# [Instructions to follow]
Copy out, word for word, everything from the line containing "Detect man's beard" down to the final line.
[start Working data]
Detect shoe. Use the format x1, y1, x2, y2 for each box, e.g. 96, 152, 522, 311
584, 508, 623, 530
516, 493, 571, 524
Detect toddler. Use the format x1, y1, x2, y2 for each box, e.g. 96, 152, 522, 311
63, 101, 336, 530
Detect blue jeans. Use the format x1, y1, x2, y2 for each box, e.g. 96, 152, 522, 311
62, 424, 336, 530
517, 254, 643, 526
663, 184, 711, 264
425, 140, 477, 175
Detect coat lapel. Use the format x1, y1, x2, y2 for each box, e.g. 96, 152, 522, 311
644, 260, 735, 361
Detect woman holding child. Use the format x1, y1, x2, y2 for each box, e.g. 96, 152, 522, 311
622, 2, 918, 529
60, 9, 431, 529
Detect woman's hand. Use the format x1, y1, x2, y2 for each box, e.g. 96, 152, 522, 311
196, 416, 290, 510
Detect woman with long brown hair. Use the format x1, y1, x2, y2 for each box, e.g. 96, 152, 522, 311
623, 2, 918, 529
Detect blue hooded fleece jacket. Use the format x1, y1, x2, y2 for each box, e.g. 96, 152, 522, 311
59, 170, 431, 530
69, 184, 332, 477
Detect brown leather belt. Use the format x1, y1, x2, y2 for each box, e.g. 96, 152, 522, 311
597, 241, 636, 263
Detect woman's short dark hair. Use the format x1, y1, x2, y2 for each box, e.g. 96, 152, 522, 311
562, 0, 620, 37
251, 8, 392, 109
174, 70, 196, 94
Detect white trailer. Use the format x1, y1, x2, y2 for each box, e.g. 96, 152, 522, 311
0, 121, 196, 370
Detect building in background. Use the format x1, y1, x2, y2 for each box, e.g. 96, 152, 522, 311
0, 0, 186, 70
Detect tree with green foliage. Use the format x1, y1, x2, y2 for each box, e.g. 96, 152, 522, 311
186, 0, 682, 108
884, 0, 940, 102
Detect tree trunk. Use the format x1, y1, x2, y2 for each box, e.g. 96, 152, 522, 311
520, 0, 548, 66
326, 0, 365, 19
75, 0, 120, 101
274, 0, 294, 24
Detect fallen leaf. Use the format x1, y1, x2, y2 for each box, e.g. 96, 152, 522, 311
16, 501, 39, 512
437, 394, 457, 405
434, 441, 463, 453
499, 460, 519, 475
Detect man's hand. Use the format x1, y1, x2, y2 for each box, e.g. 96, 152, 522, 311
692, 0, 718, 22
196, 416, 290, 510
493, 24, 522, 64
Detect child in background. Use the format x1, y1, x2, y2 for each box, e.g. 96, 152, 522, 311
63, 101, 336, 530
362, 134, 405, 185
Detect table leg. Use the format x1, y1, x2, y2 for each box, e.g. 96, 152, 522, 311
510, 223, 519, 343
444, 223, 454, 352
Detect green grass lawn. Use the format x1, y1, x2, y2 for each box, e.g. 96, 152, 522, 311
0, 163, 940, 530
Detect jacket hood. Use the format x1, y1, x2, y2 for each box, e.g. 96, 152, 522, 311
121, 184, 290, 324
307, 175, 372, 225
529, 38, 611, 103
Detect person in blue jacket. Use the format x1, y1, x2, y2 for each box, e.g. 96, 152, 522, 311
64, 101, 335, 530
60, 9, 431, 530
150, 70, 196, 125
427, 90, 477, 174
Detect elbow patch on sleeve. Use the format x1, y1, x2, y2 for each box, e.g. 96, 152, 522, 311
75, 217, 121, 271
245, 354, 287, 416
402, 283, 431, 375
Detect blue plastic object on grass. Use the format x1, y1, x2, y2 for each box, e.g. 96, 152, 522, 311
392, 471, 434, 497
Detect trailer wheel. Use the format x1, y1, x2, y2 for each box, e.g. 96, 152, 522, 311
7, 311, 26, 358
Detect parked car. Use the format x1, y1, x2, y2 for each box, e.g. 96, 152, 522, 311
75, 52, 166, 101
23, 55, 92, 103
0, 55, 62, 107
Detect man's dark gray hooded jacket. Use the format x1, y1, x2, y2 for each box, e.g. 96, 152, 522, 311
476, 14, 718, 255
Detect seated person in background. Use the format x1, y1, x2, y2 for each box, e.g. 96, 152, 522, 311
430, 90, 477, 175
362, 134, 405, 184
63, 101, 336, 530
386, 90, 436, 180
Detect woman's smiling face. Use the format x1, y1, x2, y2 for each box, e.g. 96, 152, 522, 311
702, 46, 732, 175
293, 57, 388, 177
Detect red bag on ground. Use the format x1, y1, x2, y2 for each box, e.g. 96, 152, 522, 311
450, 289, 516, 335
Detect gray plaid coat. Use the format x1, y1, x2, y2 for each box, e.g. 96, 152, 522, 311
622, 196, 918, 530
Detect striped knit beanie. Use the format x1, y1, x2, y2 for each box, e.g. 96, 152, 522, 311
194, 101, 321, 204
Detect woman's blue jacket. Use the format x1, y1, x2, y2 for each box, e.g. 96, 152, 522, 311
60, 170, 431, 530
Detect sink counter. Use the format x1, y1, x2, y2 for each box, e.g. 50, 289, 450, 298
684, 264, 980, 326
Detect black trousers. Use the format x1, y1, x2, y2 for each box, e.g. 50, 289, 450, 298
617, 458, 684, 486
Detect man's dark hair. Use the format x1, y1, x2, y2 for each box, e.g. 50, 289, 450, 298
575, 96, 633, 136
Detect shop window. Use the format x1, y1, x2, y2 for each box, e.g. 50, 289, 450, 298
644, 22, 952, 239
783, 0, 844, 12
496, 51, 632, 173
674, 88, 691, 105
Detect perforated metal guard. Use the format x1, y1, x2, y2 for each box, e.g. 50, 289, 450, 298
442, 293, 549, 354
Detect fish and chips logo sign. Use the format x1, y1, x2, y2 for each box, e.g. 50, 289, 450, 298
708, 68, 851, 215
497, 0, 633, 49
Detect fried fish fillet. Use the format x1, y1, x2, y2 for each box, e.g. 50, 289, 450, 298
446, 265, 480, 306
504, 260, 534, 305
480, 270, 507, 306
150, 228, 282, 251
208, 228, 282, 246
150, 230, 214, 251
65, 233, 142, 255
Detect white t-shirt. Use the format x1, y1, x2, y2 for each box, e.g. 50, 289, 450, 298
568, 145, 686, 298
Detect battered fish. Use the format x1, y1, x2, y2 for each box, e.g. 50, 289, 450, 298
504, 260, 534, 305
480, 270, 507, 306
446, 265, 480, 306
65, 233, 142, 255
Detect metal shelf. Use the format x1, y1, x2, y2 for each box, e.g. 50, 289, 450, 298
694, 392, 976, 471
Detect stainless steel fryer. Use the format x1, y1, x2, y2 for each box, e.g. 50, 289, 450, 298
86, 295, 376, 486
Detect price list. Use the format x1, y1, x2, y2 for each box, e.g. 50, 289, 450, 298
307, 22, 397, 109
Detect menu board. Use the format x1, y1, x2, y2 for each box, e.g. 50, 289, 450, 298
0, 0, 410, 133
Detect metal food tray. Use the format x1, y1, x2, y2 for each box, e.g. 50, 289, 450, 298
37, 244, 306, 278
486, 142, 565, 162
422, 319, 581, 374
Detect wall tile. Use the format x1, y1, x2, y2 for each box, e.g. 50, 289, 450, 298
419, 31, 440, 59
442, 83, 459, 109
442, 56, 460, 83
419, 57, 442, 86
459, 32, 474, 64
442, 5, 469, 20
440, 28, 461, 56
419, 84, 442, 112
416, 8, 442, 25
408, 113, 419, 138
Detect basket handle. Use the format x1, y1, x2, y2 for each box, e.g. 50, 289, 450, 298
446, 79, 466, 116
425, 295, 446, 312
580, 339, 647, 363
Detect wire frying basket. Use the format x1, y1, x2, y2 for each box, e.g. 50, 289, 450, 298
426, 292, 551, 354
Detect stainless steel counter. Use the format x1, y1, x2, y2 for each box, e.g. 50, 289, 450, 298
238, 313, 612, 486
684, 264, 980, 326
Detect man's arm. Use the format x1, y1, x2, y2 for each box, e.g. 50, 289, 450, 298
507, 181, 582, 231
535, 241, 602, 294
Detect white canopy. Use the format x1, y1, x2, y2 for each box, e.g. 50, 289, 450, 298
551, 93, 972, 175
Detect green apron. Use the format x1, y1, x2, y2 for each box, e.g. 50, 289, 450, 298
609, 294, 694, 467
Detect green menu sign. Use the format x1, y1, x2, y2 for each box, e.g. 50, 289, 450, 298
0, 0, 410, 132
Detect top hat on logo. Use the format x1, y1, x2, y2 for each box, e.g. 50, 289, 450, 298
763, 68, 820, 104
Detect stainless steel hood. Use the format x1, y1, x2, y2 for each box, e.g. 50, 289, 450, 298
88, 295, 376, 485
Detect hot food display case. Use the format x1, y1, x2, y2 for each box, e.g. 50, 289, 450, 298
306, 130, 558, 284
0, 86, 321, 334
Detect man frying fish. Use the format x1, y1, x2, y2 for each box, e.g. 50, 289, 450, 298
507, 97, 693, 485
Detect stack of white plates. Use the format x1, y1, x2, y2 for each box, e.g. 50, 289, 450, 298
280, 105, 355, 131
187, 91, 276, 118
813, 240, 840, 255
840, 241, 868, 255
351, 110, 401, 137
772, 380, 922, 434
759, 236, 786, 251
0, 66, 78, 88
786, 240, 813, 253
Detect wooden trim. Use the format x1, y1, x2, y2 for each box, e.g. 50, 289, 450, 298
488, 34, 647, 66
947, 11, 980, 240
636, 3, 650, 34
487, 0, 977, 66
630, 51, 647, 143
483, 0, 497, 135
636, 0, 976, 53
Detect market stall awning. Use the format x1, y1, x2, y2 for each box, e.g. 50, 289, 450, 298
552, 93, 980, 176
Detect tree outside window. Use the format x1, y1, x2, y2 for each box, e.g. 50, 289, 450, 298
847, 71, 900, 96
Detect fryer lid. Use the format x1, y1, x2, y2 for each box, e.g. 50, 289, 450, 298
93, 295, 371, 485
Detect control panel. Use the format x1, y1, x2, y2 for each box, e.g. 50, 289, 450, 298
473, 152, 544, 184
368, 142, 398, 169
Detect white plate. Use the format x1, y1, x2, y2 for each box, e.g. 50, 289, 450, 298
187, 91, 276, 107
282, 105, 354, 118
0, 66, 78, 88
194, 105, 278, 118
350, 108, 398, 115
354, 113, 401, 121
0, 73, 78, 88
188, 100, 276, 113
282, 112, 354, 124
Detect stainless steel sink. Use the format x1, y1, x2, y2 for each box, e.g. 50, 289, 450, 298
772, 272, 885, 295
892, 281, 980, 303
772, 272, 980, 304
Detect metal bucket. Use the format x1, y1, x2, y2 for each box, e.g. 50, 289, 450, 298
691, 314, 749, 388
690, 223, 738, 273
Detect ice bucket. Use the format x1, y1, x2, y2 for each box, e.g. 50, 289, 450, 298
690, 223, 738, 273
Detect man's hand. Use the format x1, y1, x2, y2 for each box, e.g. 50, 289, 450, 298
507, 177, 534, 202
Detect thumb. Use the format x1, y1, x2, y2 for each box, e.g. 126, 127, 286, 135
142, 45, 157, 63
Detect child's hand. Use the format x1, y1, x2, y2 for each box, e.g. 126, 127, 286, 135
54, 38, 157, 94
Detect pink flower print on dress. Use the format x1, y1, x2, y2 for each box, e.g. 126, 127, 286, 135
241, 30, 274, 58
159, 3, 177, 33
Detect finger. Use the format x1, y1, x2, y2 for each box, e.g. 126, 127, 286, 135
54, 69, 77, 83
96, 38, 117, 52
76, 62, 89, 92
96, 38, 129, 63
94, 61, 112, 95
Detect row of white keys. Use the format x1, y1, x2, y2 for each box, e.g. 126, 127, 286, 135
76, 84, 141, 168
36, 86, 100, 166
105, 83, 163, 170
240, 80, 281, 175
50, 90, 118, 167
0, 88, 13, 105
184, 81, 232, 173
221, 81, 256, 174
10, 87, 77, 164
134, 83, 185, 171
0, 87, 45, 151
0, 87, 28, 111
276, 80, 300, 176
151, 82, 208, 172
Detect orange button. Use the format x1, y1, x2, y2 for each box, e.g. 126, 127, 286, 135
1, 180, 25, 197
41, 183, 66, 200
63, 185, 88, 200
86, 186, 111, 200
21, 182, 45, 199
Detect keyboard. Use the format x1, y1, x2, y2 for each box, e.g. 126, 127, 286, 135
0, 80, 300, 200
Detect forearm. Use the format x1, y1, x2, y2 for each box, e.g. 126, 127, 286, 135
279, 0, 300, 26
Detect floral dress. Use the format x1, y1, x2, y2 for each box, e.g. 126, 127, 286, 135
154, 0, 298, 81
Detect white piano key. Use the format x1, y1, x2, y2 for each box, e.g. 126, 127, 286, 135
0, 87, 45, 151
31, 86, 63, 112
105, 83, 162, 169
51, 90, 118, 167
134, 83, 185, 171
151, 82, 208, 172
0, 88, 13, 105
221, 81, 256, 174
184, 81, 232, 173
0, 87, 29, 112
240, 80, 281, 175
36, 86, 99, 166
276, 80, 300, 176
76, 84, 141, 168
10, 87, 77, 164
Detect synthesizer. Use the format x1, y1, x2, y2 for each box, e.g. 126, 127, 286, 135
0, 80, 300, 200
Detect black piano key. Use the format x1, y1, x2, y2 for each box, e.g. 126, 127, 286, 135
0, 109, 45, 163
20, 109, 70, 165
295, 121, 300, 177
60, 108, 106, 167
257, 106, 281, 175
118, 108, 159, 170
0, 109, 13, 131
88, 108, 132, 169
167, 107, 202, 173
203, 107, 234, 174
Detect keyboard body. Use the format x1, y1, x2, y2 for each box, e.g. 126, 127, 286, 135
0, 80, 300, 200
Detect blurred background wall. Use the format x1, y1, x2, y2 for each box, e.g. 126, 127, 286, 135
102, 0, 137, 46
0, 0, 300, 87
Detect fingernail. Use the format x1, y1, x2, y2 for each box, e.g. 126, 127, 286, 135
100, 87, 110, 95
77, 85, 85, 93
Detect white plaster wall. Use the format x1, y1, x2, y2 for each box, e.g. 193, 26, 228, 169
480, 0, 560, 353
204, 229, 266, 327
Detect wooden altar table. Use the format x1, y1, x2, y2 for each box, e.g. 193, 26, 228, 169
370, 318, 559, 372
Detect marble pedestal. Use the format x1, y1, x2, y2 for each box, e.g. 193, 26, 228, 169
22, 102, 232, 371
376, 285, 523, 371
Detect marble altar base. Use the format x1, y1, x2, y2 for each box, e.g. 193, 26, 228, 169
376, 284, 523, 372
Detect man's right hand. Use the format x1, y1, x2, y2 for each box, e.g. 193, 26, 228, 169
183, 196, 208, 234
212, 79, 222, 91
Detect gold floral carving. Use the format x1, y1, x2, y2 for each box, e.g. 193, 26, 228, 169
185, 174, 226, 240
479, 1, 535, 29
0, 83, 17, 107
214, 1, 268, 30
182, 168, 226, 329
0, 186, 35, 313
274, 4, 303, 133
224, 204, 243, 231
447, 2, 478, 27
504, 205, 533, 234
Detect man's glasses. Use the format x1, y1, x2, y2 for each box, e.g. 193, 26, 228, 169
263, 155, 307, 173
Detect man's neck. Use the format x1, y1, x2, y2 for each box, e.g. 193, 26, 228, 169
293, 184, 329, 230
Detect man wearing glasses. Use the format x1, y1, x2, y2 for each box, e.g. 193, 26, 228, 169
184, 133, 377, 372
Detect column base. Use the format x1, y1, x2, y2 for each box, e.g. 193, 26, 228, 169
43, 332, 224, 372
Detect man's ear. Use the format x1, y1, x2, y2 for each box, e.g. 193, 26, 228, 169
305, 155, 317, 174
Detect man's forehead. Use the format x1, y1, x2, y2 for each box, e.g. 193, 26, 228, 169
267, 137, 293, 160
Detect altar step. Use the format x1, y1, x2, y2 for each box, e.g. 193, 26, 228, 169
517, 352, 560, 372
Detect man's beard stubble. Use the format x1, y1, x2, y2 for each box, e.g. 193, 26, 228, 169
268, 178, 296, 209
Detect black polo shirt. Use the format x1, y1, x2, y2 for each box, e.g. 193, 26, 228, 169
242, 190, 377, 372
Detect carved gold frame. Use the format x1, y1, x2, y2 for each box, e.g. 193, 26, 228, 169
[end Working data]
# [Correct output]
Detect man's beard stubble. Use the format x1, y1, x2, y2 for each box, e.g. 193, 26, 228, 169
268, 178, 296, 209
Detect black polo shirt. Use the format x1, y1, x2, y2 for each box, e.g. 193, 26, 228, 169
242, 190, 377, 372
Detect carved gold frame. Use the format x1, y1, x2, y2 for each box, e.g. 193, 26, 228, 169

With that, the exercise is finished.